**SET EXERCISE:** Put the lines below, from the one containing "Exercise. Point to every instance of the floating" through the one containing "(1332, 312)", both included, into a JSON list of strings with one string per line, skipping blank lines and any pictures.

**RECORDS FOR THE TASK:**
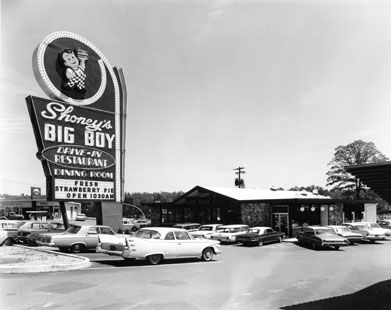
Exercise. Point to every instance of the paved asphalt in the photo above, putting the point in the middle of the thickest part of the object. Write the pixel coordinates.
(275, 276)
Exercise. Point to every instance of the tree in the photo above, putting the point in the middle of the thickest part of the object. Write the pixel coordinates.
(355, 153)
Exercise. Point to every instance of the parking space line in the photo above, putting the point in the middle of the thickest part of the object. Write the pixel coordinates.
(151, 266)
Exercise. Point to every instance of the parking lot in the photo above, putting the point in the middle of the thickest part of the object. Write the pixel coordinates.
(276, 276)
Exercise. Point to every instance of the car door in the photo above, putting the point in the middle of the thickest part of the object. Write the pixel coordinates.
(270, 235)
(187, 246)
(107, 235)
(170, 245)
(91, 238)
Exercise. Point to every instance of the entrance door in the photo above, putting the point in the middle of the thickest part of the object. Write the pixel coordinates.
(280, 222)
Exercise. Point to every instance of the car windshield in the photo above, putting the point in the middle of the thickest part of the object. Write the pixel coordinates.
(206, 228)
(325, 231)
(148, 234)
(73, 229)
(228, 230)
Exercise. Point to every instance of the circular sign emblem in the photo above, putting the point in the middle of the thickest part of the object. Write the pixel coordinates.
(70, 68)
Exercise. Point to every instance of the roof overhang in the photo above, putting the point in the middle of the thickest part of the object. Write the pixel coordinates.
(376, 176)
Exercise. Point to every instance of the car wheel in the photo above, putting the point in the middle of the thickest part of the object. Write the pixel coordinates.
(129, 260)
(154, 259)
(7, 242)
(31, 242)
(77, 248)
(207, 254)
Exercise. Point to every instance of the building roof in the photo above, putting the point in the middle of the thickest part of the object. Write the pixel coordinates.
(249, 194)
(377, 176)
(243, 194)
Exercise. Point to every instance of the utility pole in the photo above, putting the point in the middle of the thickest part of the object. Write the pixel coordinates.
(239, 182)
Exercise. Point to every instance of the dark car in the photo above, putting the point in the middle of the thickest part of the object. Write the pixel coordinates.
(260, 236)
(320, 236)
(29, 231)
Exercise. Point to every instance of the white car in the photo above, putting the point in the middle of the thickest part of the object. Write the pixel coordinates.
(228, 233)
(81, 217)
(370, 231)
(8, 231)
(77, 238)
(157, 243)
(345, 232)
(205, 231)
(190, 227)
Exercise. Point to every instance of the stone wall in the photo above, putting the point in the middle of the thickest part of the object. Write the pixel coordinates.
(256, 214)
(336, 215)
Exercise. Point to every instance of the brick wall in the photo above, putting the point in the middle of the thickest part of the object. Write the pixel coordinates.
(336, 215)
(256, 214)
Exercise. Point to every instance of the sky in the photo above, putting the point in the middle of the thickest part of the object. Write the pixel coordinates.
(272, 86)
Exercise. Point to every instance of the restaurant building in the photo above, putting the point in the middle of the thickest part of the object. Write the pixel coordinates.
(285, 211)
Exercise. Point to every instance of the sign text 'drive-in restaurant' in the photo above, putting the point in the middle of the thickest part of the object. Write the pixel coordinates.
(78, 131)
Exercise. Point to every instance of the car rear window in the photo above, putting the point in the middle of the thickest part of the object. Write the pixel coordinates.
(148, 234)
(106, 231)
(73, 229)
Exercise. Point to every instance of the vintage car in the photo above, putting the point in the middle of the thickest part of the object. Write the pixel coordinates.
(320, 236)
(386, 224)
(229, 233)
(188, 226)
(157, 243)
(260, 236)
(8, 231)
(205, 231)
(345, 232)
(30, 230)
(80, 217)
(77, 238)
(370, 231)
(130, 225)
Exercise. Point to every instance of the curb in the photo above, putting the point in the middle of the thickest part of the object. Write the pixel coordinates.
(84, 263)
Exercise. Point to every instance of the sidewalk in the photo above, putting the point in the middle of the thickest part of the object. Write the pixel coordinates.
(22, 259)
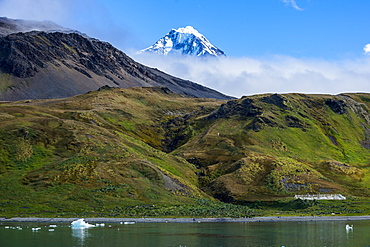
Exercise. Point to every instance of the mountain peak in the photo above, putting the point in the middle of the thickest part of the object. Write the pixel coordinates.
(184, 41)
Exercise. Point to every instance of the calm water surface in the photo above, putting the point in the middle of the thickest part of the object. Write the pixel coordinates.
(327, 233)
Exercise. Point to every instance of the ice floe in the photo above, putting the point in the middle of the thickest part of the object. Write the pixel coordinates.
(81, 224)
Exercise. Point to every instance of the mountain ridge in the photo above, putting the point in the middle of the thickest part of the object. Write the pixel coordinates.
(115, 150)
(40, 64)
(184, 41)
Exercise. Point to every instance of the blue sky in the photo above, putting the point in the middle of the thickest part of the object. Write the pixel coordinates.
(304, 28)
(272, 45)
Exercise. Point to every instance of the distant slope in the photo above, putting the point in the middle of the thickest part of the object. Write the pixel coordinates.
(269, 146)
(86, 154)
(36, 65)
(184, 41)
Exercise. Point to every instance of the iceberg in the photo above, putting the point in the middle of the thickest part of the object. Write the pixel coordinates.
(80, 224)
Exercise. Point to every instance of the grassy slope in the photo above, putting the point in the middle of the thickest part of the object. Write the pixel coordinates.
(101, 154)
(298, 145)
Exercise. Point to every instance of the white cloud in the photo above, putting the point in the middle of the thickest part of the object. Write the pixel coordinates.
(55, 10)
(367, 49)
(274, 74)
(292, 3)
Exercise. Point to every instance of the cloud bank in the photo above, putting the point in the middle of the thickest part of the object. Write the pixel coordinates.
(274, 74)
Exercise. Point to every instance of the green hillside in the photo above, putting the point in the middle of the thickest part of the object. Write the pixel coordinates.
(148, 151)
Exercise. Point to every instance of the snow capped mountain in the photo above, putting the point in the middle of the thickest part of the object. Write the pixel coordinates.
(184, 41)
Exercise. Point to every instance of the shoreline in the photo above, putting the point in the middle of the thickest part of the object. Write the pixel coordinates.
(188, 220)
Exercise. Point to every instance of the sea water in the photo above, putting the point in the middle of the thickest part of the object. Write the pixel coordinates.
(310, 233)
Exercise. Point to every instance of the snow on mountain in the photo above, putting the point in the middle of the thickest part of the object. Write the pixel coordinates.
(9, 26)
(184, 41)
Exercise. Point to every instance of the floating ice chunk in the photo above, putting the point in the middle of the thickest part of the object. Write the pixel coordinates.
(80, 224)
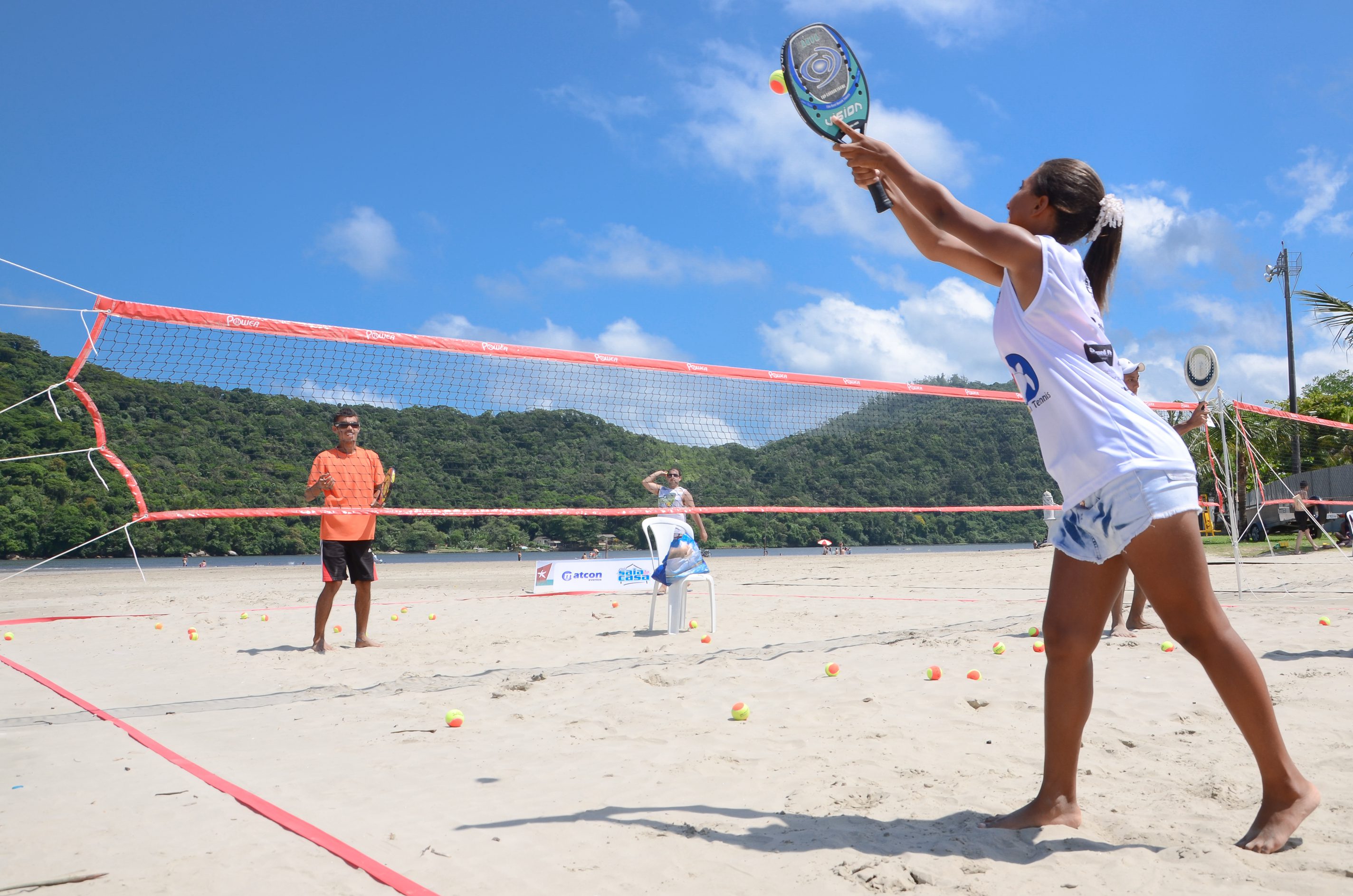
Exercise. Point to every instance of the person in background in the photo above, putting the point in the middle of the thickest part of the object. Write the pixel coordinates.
(1118, 626)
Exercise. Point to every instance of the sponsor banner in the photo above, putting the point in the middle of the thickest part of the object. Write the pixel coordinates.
(593, 576)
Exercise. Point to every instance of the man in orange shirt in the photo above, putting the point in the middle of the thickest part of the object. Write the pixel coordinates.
(348, 477)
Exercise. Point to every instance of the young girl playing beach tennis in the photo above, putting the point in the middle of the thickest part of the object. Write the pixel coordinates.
(1129, 486)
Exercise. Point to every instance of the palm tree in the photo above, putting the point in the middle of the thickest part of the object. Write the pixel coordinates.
(1332, 312)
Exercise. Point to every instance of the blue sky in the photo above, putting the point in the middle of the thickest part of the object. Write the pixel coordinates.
(616, 175)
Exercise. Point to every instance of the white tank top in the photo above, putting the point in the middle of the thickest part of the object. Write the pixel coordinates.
(1091, 428)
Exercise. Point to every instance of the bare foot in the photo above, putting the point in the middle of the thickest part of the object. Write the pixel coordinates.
(1039, 814)
(1277, 820)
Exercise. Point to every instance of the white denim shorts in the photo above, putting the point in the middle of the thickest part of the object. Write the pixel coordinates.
(1102, 525)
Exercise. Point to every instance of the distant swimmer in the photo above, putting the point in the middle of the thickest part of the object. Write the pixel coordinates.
(1118, 626)
(347, 477)
(1129, 485)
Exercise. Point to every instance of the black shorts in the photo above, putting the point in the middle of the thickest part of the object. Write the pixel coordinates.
(348, 560)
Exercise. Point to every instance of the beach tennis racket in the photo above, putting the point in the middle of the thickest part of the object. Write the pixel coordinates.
(383, 489)
(823, 79)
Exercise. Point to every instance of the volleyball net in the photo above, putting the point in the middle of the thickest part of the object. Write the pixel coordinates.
(484, 429)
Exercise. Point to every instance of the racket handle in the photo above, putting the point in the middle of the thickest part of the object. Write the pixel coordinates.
(881, 201)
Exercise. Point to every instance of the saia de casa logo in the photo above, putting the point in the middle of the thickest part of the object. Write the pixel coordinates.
(1025, 377)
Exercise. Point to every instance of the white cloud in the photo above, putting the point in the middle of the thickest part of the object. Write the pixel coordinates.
(942, 331)
(602, 109)
(1162, 235)
(620, 337)
(1318, 181)
(945, 21)
(627, 18)
(743, 128)
(364, 241)
(621, 252)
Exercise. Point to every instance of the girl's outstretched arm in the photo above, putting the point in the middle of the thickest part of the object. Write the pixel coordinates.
(930, 240)
(1003, 244)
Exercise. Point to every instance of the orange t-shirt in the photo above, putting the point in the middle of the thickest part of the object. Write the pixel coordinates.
(356, 478)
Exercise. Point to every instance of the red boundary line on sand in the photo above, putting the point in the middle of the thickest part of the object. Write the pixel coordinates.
(263, 807)
(248, 324)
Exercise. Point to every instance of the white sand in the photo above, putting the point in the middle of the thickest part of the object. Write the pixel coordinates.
(621, 772)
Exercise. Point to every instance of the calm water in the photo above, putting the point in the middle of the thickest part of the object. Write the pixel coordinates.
(313, 560)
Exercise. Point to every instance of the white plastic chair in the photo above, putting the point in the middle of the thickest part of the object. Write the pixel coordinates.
(659, 533)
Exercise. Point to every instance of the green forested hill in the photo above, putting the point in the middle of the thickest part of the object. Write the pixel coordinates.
(195, 447)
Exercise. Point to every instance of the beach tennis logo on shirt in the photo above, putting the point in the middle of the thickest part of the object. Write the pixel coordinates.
(632, 574)
(1025, 377)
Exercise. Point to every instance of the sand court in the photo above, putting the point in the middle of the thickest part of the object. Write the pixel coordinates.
(599, 758)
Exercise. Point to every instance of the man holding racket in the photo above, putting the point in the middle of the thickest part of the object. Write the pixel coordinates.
(347, 477)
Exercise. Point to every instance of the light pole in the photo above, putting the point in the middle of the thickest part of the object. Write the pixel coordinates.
(1288, 267)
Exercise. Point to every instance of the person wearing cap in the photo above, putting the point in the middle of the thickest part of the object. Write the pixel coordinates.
(1119, 627)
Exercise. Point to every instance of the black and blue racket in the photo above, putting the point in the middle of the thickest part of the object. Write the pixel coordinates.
(823, 79)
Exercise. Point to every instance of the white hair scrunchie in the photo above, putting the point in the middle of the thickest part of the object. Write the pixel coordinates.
(1111, 216)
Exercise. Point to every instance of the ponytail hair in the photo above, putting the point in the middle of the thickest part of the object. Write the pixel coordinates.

**RESULT FOR THIS TASK:**
[
  "Exercise. Point to every instance of the floating ice chunk in the photo above, putting the point in the middle of the thickest part of the object. Write the pixel coordinates.",
  "(80, 224)",
  "Exercise. Point to every instance of the person in background in the photo above, putting the point in the middle of the thickest part of the object. Write the pixel coordinates.",
  "(1118, 626)",
  "Exercise. Point to every instance of the sponsor banner in the photo above, putting the point in the middle of the thickest part of the object. Write the pixel coordinates.",
  "(593, 576)",
  "Exercise. Point to every instance of the man in orange shirt in the photo above, putting the point in the middle of the thickest part of the object. Write the pixel coordinates.",
  "(348, 477)",
  "Exercise. Point to every instance of the young girl playing beach tennis in the photo above, putting the point in the middle of the thickest part of the object. Write the pixel coordinates.",
  "(1129, 486)",
  "Exercise. Point to every instance of the palm tree in the photo above, putting the point in the middle of the thickest part of the object. Write the pixel coordinates.",
  "(1332, 312)"
]